◆ **Exercise details**
The entries below should be transcribed in their entirety, exactly as written.
┄┄┄┄┄┄
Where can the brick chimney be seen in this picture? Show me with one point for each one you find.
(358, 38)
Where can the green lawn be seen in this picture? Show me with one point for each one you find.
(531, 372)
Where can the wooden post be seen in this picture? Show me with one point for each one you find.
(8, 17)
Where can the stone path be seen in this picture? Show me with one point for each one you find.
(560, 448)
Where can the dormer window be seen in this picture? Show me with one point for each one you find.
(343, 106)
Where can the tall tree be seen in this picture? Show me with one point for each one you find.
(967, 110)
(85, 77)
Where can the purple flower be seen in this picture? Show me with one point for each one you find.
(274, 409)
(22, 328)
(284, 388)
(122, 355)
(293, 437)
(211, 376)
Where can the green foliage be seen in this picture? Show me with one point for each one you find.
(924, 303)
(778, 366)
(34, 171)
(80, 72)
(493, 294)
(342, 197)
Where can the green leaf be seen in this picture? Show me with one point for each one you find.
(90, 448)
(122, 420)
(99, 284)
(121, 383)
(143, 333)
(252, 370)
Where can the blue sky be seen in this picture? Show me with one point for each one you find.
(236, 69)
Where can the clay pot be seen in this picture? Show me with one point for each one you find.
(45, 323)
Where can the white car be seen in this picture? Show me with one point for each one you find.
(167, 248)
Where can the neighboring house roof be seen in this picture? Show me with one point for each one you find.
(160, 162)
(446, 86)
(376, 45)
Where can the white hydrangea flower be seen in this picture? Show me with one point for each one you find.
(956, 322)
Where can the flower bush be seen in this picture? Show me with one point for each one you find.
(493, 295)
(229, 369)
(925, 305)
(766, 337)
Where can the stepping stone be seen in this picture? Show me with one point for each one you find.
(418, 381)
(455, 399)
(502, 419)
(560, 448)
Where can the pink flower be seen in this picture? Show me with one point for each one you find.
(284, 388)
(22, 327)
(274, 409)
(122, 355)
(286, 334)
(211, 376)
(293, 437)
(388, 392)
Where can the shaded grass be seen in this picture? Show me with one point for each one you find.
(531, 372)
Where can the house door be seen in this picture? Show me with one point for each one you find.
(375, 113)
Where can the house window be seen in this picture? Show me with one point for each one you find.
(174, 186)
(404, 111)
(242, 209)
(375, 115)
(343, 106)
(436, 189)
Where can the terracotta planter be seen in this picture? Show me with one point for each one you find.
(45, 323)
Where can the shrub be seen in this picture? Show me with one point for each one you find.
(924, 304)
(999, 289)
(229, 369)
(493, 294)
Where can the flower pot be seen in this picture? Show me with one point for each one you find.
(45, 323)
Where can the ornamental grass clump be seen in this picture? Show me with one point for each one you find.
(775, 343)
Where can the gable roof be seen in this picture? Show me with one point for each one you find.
┄┄┄┄┄┄
◆ **Solution to the problem**
Where can the brick chimney be seen in this picture? Show me with one point for each one you find.
(358, 38)
Where can the green lawn be seen in this picture? Show me with one point for each one you find.
(531, 372)
Where can the wooden post be seen in this picture? Show me with one point for each one you find.
(8, 17)
Where can the stone path be seen in this picture? Show me with one point for each one you find.
(560, 448)
Where can the dormer window be seen in this picture? Show me with one point for each one you find.
(343, 106)
Where can the tall tree be seen in this picture? Show me with one point for each one you find.
(967, 110)
(85, 77)
Where can the purple flower be seen in this picture? Show me with one point for each one you find.
(274, 409)
(22, 328)
(284, 388)
(122, 355)
(293, 437)
(211, 376)
Where can the green foliage be seen in this picture? Show me with one point for each one you find.
(924, 303)
(778, 366)
(34, 171)
(80, 72)
(493, 294)
(342, 197)
Where can the green leaf be seen in this picture? Show me with one point for each one you find.
(90, 448)
(122, 420)
(99, 284)
(121, 383)
(143, 333)
(252, 370)
Where can the blue sky be seen in this picture? Show me with one point for each one you find.
(236, 69)
Where can the clay pot be seen in this picture? Show me with one point for each one you find.
(45, 323)
Where can the white car be seen in this picture? Show me with one point for each one you find.
(167, 248)
Where can the neighboring house roof be seen in this picture? Show me with one point for each one you find.
(160, 162)
(446, 86)
(376, 45)
Where can the white hydrangea flower be seen in this picture? Show me with one point for each one you find.
(956, 322)
Where can the flower bush be seen in this picture? Show me with one point for each one you find.
(493, 295)
(229, 369)
(925, 305)
(766, 337)
Where can the stepping stone be seen in this picture? Show me with one point for each one you find.
(418, 381)
(455, 399)
(502, 419)
(560, 448)
Where can the pink flower be seen in this picture? Show me with one point for each one you find.
(284, 388)
(22, 327)
(274, 409)
(122, 355)
(286, 334)
(211, 376)
(293, 437)
(388, 392)
Where can the shaded grass be seen in this picture? Show me with one point for each one you find.
(531, 372)
Where can the house door be seen in this picture? Show me with one point for each one you find.
(375, 113)
Where can the house window be seen in this picture? Show me with one point for each one you find.
(174, 186)
(404, 111)
(242, 209)
(375, 115)
(343, 106)
(436, 189)
Where can the terracotta planter be seen in this picture? Show me with one point for each one you find.
(45, 323)
Where can the shrub be seen in this picture? Show me with one point for each one you find.
(924, 304)
(999, 289)
(229, 369)
(493, 294)
Where can the flower pot be seen in this picture? Show me with one point for each one you find.
(45, 323)
Where can the ornamental grass clump be seen in this picture? Show me with one point for each one you find.
(775, 343)
Where can the gable roof be seen in this picture? Show me with one point for each one you find.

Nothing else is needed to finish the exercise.